• [To do]: Return the records below from the line containing "Practice step: put one dot on the clump" onward, exactly, through and including the last line.

• [Records shown]:
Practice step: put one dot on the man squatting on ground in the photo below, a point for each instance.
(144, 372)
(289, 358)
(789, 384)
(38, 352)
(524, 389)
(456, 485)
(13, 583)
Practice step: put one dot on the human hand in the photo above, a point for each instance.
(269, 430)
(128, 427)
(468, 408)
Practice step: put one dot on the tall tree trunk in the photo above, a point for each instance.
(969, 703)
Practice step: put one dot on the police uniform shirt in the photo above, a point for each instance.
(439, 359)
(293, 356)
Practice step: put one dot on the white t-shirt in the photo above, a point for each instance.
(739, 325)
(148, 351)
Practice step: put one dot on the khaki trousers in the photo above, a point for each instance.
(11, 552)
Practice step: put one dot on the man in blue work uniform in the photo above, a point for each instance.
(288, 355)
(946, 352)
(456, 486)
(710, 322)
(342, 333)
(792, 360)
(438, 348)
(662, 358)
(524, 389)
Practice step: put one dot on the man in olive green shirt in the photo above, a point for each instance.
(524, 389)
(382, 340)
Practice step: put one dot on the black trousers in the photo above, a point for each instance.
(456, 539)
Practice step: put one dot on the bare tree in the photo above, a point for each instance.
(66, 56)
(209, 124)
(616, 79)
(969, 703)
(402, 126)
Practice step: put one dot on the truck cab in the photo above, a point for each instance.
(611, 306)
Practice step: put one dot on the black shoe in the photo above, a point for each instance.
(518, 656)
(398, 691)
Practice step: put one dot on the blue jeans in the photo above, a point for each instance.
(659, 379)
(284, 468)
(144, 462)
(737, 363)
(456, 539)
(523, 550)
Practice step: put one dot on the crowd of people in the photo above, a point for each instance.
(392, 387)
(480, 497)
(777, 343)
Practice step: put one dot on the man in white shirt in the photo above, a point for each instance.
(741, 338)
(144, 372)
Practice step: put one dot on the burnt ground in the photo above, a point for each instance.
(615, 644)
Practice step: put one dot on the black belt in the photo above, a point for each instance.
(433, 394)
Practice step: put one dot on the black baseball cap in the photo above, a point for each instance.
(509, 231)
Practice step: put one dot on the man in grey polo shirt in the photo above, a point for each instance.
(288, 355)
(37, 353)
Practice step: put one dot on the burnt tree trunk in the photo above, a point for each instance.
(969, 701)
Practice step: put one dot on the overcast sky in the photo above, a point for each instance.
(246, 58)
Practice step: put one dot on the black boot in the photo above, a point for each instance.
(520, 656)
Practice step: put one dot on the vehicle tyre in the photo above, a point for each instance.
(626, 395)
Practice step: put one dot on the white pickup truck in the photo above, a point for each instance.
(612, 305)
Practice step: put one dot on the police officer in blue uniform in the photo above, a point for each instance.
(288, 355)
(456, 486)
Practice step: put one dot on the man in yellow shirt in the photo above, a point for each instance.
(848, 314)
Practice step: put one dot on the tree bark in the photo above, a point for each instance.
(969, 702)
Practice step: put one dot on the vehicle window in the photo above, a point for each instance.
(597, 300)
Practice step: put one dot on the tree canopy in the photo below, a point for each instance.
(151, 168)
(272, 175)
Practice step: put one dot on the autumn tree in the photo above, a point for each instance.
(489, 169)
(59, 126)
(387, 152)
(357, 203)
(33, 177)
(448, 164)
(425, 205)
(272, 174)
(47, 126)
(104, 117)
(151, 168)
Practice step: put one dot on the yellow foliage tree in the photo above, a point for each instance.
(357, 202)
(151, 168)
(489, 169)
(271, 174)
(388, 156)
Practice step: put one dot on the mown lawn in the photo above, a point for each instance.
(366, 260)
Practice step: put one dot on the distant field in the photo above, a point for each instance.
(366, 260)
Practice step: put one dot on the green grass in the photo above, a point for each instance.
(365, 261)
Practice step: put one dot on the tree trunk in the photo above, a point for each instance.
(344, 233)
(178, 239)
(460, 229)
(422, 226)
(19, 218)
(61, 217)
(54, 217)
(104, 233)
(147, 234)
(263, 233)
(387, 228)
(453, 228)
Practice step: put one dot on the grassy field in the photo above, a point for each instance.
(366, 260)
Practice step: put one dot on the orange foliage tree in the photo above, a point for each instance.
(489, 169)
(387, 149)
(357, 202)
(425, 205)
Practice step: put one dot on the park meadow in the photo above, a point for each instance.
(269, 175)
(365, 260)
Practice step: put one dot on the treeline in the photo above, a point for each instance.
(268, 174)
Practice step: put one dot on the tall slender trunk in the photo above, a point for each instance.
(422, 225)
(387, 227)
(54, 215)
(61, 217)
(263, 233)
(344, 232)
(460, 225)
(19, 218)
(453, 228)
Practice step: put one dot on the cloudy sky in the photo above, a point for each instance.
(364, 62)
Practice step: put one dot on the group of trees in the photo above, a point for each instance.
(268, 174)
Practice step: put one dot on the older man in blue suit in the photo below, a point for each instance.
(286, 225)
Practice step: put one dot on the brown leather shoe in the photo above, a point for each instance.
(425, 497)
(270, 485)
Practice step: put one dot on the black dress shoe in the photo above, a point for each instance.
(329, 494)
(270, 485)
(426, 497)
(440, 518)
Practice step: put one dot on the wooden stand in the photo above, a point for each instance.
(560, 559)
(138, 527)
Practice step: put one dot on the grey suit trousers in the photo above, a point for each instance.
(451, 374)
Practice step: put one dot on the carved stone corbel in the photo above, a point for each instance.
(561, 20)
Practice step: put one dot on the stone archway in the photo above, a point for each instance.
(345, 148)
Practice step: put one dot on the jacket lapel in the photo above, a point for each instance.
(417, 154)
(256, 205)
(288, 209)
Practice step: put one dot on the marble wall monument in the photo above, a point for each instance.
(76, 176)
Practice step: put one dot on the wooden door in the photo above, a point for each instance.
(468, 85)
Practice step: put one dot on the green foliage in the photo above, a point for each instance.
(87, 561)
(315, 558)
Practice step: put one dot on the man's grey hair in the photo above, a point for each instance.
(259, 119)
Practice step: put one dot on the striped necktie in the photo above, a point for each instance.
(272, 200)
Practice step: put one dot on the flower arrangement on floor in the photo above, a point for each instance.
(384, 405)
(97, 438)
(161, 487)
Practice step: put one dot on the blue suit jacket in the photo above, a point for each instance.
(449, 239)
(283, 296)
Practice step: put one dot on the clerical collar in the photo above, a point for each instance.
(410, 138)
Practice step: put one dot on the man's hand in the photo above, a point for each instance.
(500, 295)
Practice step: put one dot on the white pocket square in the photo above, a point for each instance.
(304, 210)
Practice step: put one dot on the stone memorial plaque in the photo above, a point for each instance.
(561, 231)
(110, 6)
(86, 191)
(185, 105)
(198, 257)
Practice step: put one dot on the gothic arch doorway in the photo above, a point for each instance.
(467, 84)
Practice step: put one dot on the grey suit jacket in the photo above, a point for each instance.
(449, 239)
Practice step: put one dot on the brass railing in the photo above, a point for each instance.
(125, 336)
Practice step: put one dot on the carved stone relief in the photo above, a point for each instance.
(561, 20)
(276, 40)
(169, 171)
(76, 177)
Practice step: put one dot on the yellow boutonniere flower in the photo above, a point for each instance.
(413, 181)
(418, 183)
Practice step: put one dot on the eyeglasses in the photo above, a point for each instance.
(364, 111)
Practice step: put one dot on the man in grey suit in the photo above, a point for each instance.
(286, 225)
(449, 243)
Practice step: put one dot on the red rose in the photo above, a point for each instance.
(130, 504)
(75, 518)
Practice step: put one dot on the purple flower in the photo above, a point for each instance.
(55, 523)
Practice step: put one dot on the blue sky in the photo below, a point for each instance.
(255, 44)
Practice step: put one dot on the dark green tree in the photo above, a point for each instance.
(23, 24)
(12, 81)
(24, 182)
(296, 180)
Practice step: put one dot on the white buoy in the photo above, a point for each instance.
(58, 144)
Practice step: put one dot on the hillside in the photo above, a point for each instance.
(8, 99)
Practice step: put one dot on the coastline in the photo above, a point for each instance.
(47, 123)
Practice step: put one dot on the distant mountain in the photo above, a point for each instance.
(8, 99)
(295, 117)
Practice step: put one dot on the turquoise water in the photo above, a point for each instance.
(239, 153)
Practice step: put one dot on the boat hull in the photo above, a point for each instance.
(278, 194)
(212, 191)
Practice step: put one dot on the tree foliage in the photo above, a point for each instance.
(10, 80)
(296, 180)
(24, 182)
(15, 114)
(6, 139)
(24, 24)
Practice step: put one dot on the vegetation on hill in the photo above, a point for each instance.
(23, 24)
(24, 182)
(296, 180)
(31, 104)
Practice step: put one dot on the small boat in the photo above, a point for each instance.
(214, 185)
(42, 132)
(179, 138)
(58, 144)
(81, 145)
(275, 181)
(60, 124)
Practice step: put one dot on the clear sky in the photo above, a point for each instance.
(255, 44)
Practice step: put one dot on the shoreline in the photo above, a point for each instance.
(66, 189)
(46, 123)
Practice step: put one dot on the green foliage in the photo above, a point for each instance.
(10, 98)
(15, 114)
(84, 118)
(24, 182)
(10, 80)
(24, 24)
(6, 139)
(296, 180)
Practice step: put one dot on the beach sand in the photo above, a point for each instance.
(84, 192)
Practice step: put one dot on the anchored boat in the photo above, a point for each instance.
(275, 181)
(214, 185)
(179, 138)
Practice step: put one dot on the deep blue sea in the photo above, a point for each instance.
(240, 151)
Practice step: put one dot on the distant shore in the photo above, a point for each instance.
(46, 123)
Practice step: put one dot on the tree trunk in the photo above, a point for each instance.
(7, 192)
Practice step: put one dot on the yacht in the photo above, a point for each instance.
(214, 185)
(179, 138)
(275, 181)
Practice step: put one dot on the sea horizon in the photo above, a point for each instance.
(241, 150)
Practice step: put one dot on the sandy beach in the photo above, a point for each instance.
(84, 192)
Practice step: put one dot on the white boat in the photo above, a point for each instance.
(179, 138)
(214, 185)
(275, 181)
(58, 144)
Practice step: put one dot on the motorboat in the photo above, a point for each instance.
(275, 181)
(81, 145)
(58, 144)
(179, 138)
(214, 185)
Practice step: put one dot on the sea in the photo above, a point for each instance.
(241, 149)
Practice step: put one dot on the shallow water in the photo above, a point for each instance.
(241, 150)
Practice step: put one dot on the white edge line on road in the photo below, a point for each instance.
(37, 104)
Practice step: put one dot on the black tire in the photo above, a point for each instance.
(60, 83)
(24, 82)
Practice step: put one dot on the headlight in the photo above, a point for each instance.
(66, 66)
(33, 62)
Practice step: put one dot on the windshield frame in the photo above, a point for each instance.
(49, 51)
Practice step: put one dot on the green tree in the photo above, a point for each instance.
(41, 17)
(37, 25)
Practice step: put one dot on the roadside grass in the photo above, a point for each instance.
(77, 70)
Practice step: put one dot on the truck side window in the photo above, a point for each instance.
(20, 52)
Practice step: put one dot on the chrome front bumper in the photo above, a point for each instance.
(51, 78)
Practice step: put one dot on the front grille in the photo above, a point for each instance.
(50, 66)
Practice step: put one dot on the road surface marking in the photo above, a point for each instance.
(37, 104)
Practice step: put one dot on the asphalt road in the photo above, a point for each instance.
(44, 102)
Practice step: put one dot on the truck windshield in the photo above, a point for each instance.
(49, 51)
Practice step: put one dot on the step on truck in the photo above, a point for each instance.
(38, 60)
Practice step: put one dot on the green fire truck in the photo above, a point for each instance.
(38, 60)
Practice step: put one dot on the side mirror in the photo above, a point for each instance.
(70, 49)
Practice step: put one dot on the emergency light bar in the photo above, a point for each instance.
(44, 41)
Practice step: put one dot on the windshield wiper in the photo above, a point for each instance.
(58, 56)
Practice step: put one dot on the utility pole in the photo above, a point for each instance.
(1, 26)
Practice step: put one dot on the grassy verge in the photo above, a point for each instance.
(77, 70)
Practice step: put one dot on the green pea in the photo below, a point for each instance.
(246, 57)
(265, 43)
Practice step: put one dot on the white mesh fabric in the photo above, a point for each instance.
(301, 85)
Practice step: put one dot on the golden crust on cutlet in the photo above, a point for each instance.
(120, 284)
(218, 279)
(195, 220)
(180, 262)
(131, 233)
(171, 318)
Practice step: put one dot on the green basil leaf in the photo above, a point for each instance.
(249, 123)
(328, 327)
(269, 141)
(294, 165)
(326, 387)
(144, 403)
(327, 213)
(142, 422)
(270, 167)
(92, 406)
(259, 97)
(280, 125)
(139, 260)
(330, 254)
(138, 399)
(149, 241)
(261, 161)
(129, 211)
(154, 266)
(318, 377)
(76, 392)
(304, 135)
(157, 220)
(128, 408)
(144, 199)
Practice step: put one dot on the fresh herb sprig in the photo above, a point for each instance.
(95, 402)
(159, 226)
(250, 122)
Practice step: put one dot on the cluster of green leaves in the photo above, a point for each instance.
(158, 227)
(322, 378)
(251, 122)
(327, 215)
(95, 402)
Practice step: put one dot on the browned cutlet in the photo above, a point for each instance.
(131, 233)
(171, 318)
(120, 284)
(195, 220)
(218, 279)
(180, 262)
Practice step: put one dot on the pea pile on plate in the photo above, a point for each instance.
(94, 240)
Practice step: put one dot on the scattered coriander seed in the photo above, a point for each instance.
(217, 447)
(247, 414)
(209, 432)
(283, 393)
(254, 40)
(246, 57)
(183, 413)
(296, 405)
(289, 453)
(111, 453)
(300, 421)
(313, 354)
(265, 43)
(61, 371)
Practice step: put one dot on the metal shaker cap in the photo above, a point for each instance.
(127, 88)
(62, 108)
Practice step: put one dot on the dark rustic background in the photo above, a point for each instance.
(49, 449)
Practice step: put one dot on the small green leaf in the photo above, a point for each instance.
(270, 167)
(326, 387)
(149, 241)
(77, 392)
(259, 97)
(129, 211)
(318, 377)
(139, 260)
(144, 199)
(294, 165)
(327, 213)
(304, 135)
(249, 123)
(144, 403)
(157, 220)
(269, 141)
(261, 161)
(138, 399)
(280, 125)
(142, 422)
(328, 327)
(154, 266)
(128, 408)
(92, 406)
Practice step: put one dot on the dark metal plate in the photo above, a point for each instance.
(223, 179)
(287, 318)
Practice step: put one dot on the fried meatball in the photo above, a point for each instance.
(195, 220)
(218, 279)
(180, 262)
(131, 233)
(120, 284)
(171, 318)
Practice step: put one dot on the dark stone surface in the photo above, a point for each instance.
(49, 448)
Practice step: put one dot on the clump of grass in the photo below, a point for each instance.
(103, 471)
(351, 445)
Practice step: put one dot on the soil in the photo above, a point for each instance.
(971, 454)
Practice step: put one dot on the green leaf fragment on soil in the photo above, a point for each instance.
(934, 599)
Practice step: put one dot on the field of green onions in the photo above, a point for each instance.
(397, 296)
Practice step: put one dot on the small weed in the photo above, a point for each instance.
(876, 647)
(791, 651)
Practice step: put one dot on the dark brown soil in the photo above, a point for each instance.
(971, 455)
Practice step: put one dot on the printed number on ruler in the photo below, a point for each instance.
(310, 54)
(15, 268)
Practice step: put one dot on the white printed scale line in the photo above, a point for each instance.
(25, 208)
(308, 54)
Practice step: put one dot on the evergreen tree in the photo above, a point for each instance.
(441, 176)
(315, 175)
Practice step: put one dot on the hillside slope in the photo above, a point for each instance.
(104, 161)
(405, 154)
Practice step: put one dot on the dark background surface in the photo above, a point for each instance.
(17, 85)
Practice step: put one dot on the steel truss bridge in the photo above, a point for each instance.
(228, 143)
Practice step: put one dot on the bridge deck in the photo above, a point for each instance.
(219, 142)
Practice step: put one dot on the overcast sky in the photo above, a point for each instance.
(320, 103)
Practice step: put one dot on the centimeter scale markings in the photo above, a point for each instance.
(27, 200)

• [Exercise solution]:
Practice step: put one dot on the clump of grass in the photo below, a point for each instance.
(103, 471)
(351, 445)
Practice step: put one dot on the soil in the photo above, a point for each instance.
(971, 454)
Practice step: put one dot on the green leaf fragment on soil in the photo above, a point for each instance.
(934, 599)
Practice step: put one dot on the field of green onions in the photo above, a point for each instance.
(397, 296)
Practice step: put one dot on the small weed in the photo above, a point for each instance.
(876, 647)
(791, 651)
Practice step: put one dot on the dark brown soil in the photo above, a point for each instance.
(971, 455)
Practice step: put one dot on the printed number on ruler in the photo below, a point for each instance.
(310, 54)
(15, 268)
Practice step: put one dot on the white printed scale line in the photo above, a point for each instance.
(25, 208)
(308, 54)
Practice step: put one dot on the evergreen tree in the photo above, a point for each instance.
(441, 176)
(315, 175)
Practice step: put one dot on the hillside slope in the photo above, a point for each instance.
(104, 161)
(405, 154)
Practice step: put one dot on the dark background surface in the photo above, a point for each instance.
(17, 85)
Practice step: put one dot on the steel truss bridge in the photo above, a point for each instance.
(228, 143)
Practice step: put one dot on the bridge deck in the photo above, a point for each instance.
(219, 142)
Practice step: put one dot on the overcast sky in the photo above, a point for each instance.
(320, 103)
Practice step: put one dot on the centimeter scale markings in the photo above, a point for each instance.
(27, 200)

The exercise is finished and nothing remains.